----- Source text -----

Restoring the Environment through Conservation



Conservation is an act of conserving as well as preserving, protecting or restoring the natural environment, ecosystems, vegetation and wildlife. As an individual, we can help in our own small way to minimize any harmful substances that pollute the environment.

Air and energy conservation

In order to help reduce air pollution, you can do several things:

• Use automobiles less and take public transportation or bike;
• Quit smoking;
• Turn lights off when not in use to save energy;
• Use energy saving light bulbs;
• Recycle all plastics;
• Use reusable grocery bags;
• Use an eco-friendly string trimmer to trim your garden.

You will help reduce global warming when using less energy from fossil fuels. On a larger scale, government will impose a penalty on industries for releasing chemicals that burden the atmosphere.

Water conservation

Surface and underground water are our primary sources of drinking water. We should help to conserve water by:

• Washing vegetables and fruits in a bowl instead of running water over them;
• Watering your garden early in the morning to minimize evaporation;
• Upgrading toilet with a low flow device;
• Shortening your shower by a minute or two;
• Collecting water from your roof for your garden, and;
• Shutting the faucet tightly to prevent water drips.

Soil or land conservation

Soil is our most precious resource for food production. With fertile soil, we can plant our vegetables and fruits for healthy consumption. We can prevent the soil from degrading through:

• Avoiding pesticides or insecticides on your lawn;
• Using eco-friendly bags to reduce landfills;
• Using recyclable materials to reduce the amount of trash;
• Planting trees because the tree roots help retain water and prevent soil erosion, and
• Using manure for fertilizer.

Small scale farming should be widely encouraged. This will help the soil to remain fertile as it requires less chemical additives. Iowa has numerous methods to conserve their soil. They use strategies such as crop rotation, conservation tillage, and contour farming, to just name a few.

Noise conservation

According to the Occupational Safety and Health Administration, approximately 30 million people in the United States are exposed to hazardous noise. Thousands of employees suffer from preventable hearing-loss. Noise reduction is important; even a few decibels will help. Noise and its impact can be reduced through:

• Engineering controls by modifying or replacing noise producing equipment;
• Operating noise producing machinery when fewer people are subject to exposure;
• Hearing protection devices, and
• Implementing an effective hearing conservation program.

-----

## Exercise task A:
Express the part of the records that runs from their start through the line containing "[564, 372, 600, 442]" as a two-column CSV with the columns text and answer, one row per record. Put each value in a single quoted field, with line breaks turned into spaces.

----- Provided records -----

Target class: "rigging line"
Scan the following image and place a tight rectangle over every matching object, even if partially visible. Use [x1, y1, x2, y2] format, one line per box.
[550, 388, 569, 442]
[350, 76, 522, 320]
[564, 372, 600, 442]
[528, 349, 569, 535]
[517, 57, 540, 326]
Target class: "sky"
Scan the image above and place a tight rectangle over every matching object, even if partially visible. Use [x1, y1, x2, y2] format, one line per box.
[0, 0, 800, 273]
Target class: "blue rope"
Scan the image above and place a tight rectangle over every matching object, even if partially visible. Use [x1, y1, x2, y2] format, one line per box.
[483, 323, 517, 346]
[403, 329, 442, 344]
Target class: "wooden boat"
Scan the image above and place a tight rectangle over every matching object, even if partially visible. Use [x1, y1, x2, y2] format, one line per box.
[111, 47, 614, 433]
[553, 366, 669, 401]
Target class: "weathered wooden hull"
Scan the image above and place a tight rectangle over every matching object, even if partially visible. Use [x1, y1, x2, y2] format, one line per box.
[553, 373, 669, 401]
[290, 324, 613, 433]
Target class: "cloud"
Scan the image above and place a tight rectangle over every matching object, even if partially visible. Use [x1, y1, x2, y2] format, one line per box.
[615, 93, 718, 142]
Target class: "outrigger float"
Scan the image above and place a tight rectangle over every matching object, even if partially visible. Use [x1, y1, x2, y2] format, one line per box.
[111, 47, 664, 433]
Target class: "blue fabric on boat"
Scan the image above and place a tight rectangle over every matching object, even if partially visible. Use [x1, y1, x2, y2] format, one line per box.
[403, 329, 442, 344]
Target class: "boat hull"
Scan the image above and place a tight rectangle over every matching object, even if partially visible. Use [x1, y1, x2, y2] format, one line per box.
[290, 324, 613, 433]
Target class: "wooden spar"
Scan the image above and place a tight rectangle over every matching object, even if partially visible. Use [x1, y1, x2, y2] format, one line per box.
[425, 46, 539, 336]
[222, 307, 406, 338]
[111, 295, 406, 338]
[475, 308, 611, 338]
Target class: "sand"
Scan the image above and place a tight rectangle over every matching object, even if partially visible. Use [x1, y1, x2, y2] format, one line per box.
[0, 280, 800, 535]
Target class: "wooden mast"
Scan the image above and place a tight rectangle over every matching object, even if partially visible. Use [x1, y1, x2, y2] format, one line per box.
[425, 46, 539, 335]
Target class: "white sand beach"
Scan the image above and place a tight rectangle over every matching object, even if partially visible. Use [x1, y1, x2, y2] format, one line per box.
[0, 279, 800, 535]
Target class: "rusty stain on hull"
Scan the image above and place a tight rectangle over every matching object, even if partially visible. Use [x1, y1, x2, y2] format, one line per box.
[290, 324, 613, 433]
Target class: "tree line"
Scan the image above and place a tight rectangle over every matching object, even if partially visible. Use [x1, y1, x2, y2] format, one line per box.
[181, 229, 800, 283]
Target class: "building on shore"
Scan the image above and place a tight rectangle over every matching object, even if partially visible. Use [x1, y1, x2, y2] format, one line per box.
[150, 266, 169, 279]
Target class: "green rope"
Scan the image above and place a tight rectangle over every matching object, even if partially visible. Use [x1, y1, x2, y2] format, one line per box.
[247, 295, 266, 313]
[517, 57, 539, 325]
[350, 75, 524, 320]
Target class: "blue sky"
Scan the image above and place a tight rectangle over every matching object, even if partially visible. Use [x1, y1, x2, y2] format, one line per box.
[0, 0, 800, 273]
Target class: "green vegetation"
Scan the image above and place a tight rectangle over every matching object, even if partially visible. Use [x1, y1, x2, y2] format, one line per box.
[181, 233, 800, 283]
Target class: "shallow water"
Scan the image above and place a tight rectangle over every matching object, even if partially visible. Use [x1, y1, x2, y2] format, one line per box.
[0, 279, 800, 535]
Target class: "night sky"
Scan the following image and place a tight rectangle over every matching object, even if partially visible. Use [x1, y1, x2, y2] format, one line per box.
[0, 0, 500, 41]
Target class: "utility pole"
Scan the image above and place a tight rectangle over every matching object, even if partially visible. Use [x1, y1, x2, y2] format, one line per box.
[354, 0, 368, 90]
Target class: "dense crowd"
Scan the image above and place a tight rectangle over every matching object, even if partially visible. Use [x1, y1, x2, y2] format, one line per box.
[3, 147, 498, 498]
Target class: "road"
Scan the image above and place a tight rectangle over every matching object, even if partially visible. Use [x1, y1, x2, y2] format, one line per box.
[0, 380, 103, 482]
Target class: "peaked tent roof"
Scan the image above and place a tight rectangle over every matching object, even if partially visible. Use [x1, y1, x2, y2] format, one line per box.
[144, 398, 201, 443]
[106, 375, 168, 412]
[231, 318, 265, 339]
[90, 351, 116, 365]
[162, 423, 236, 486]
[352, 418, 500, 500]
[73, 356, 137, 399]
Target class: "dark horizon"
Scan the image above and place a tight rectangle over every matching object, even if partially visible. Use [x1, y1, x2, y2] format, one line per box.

-----

## Exercise task B:
Write the next part of the conservation article, picking up after its final sentence.

## Exercise response A:
text,answer
"Target class: ""rigging line"" Scan the following image and place a tight rectangle over every matching object, even if partially visible. Use [x1, y1, x2, y2] format, one line per box.","[550, 388, 569, 442] [350, 76, 522, 320] [564, 372, 600, 442]"

## Exercise response B:
Flora and fauna conservation

Animals and plants are important to keep our environment in balance. Loss of habitat will devastate the biodiversity of the Earth and we will pay a hefty price. Protecting wildlife is not limited to the forest, but also to the water. We can do something to help the wildlife live in a healthy environment by:

• Protecting endangered and vulnerable species, such as wild birds, animals and plants from extinction;
• Preventing forest burning activities;
• Preventing deforestation by planting trees;
• Protecting animals from hunters and poachers, and
• Removing non-native species of invasive plants.

More enviro links

http://greenliving.lovetoknow.com/Air_Pollution_Facts

http://en.wikipedia.org/wiki/Water_pollution


http://www.epa.gov/ebtpages/watewaterpollution.html


http://greenliving.nationalgeographic.com/brief-introduction-water-soil-pollution-2137.html


http://www.pollutionissues.com/Re-Sy/Soil-Pollution.html

Pollution Facts

According to a 2011 Gallop poll, 52% of Americans believe pollution from human activities is a primary cause of the rise in the Earth’s temperature. Only 43% believe the cause is natural.

Pollution occurs when individuals or industries discharge harmful substances to contaminate the air, water and soil. Additionally, pollution is also due to events like earthquakes, floods, and volcanic eruptions.

 

Water pollution

Water pollution

Water is polluted when chemicals or other harmful substances contaminate lakes, rivers, or oceans. Discharges, as point sources, through sewer pipelines like sewage treatment plants, factories, oil wells and tankers, cause much pollution of surface water. Other pollutants come from non-point sources deposited from air, traffic, and spread through rivers to enter the groundwater. Much of our drinking water comes from sources like lakes and rivers, and groundwater, and if not protected it is easily polluted by:

• Human and animal wastes;
• Mining activities;
• Organic compounds, such as, oil, plastics, and fertilizers;
• Arsenic;
• Pesticides and lead from homes and farms;
• Industrial wastes;
• Hazardous waste generated by dry cleaners, gas stations, landfills, and
• Improperly discharged household wastes.

The consequence is obvious: our drinking water sources will be less, and if we drink contaminated water, our health will be impacted. Additionally, when water is contaminated, aquatic life may be destroyed.

 

Air pollution


Air pollution comes from sources such as:

• Smoking;
• Chemical and fuels leaks;
• Industrial and manufacturing wastes;
• Fuel combustion, and
• Mining.

Another pollutant is smog above urbanized areas that discharge sulfur dioxide into the atmosphere. This pollutant is closely related to acid rain, that impacts on our health. Volcanic eruptions release massive sulfur dioxide and particulates making foggy layers that block the sunlight from penetrating to the earth.

The greenhouse gas, carbon dioxide, is the primary pollutant contributing to global warming. Excessive discharge of this gas comes from cars, power plants, and burning fossil fuels. Another greenhouse gas is methane discharged by swamps and livestock waste. Last but not least, are chlorofluorocarbons, or CFCs, which are used in refrigerants and aerosol propellants. These have been mostly banned due to their negative impact on the Earth’s ozone layer.

 

Noise pollution


Noise is a pollutant when it disturbs life’s balance and makes us annoyed as it interferes with our conversation, sleep, and our overall quality of life. Modern living leads us to face an excessive amount of disrupting noise. Excessive noise may lead to increased stress levels and hearing loss.

Noise pollution also occurs in the oceans from motorboats, ships, activities of oil and mining companies, sonar and jet skis.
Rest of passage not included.